- Written problem 1
Could you retype the Mersenne prime text word for word, from "Some time later" through "a proof someday)."?

Let M_{n} be the nth Mersenne
prime. Take a careful look at the graph of log_{2}(log_{2}(M_{n}))
versus n. (That is, the logarithm base two of the logarithm base
two of the nth Mersenne.)

One can not miss that this graph is amazingly linear. Erhardt (and
many others after him) looked at the limited data and guessed that the geometric
mean of the ratio of two successive Mersenne exponents 3/2.

Some time later Pomerance and Lenstra each
(independently) [Pomerance81,
p. 101] suggested this should be 2 raised to 1/e^{gamma} or
about 1.47576, not 3/2, where gamma is Euler's
constant gamma. This is now the accepted value, but why? Below
we will answer this question using a simple heuristic
argument. This means we try to make it seem plausible (and
eventually hope for a proof someday).

If you are in a rush, then let me simply follow Ribenboim [Ribenboim95]
and state the factor e^{gamma} comes by analogy from Mertens'
theorem. But if you have time, take a sip of coffee and join
us for a little mathematics.

Heuristic Derivation of this Mersenne Conjecture

We will argue for Lenstra and Pomerance's conjecture in the form given
in 1983 by Wagstaff [Wagstaff83] (though
we do not follow his reasoning here):

The number of Mersenne primes less than or equal to x is about
(e^{gamma}/log 2) * log log x. (Here gamma is Euler's
constant).

The expected number of Mersenne primes 2^{p}-1 with
p between x and 2x is about e^{gamma}.

The probability that 2^{p}-1 is prime is about
(e^{gamma} log ap )/(p log 2) where a=2
if p=3 (mod 4), and a=6 if p=1 (mod 4).

So how might we reach this conclusions? We will start by estimating
the probability that 2^{k}-1 is prime, and then combine
that guess with several others.

- Written problem 2
Can you echo the records verbatim, from the line containing "If you could tag the undermount" through the end of the records?

- Provided records
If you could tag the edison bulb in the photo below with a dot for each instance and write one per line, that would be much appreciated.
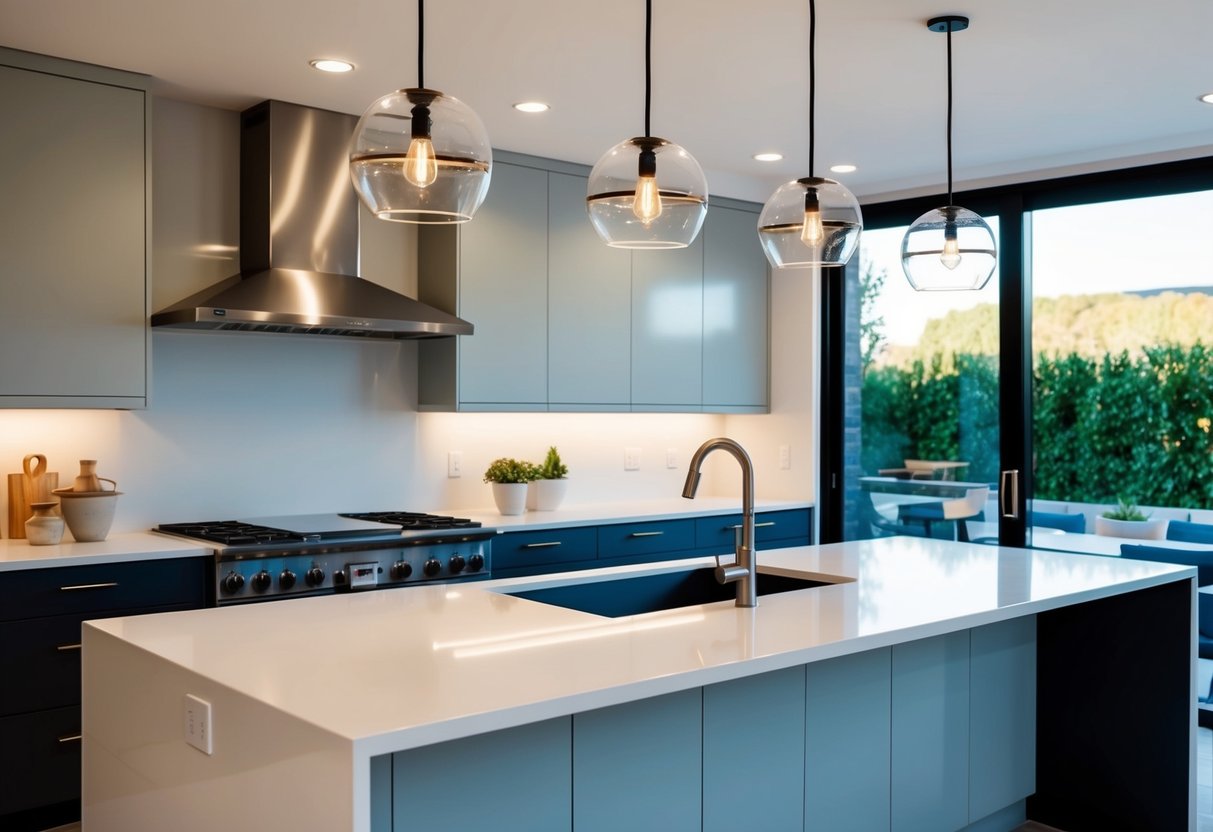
(647, 203)
(420, 164)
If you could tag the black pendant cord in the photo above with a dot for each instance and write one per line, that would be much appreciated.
(648, 64)
(950, 113)
(421, 44)
(813, 75)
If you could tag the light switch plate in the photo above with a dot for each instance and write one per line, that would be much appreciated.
(198, 724)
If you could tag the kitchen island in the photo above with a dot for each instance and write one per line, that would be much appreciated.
(928, 685)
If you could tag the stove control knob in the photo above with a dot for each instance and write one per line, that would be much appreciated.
(233, 582)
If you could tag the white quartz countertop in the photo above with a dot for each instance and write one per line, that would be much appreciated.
(399, 668)
(117, 548)
(619, 512)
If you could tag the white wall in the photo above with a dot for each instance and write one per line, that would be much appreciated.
(249, 425)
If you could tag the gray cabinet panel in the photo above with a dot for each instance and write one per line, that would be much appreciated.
(753, 753)
(639, 765)
(590, 305)
(735, 311)
(667, 326)
(502, 263)
(516, 780)
(1002, 714)
(73, 172)
(847, 744)
(930, 734)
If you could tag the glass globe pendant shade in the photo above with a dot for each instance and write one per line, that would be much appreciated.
(810, 222)
(421, 157)
(647, 193)
(949, 249)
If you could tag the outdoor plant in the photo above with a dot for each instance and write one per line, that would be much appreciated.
(552, 467)
(511, 471)
(1126, 511)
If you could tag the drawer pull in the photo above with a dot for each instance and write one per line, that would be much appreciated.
(107, 585)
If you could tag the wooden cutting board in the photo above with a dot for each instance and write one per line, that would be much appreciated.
(33, 485)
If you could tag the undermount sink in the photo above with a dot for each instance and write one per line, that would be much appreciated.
(650, 593)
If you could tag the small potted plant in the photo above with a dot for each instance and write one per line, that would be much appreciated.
(547, 490)
(508, 479)
(1127, 520)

- Reply 1
Some time later Pomerance and Lenstra each
(independently) [Pomerance81,
p. 101] suggested this should be 2 raised to 1/e^{gamma} or
about 1.47576, not 3/2, where gamma is Euler's
constant gamma. This is now the accepted value, but why? Below
we will answer this question using a simple heuristic
argument. This means we try to make it seem plausible (and
eventually hope for a proof someday).

- Reply 2
If you could tag the undermount sink in the photo above with a dot for each instance and write one per line, that would be much appreciated.
(650, 593)
If you could tag the small potted plant in the photo above with a dot for each instance and write one per line, that would be much appreciated.
(547, 490)
(508, 479)
(1127, 520)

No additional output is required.